== RECORD EXTRACTS ==
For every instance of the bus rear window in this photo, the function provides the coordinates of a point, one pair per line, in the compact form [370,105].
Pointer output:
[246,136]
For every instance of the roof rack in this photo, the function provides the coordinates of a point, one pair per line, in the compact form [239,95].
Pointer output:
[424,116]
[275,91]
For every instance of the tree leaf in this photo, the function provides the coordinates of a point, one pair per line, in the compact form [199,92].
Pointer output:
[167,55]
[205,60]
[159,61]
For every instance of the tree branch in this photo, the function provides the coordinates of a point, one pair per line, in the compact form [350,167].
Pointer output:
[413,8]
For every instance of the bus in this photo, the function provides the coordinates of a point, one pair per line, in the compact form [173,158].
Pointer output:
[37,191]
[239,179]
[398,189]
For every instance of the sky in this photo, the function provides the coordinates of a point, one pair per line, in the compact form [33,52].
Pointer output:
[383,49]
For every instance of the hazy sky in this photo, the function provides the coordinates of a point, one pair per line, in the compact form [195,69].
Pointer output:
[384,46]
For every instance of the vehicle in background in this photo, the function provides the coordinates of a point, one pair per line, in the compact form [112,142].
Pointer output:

== REQUIREMENTS ==
Copy the items from the line with "For every instance of the sky" through the end of the items, substituting "Marked points" for "Pointer output" and leaving everything else unchanged.

== RESULT OF THE EXERCISE ==
For every instance of the sky in this photo, the function provides the coordinates of a point, one pair per line, in the compact form [33,52].
Marked points:
[383,49]
For every instance of the hazy sky in this photo, the function provides the coordinates of a point, one pair per line, in the compact form [195,69].
Marked points:
[384,46]
For every instance of the vehicle in background in this photo, the function provides the coordinates of a point, one pair per line, in the compact form [112,142].
Marked points:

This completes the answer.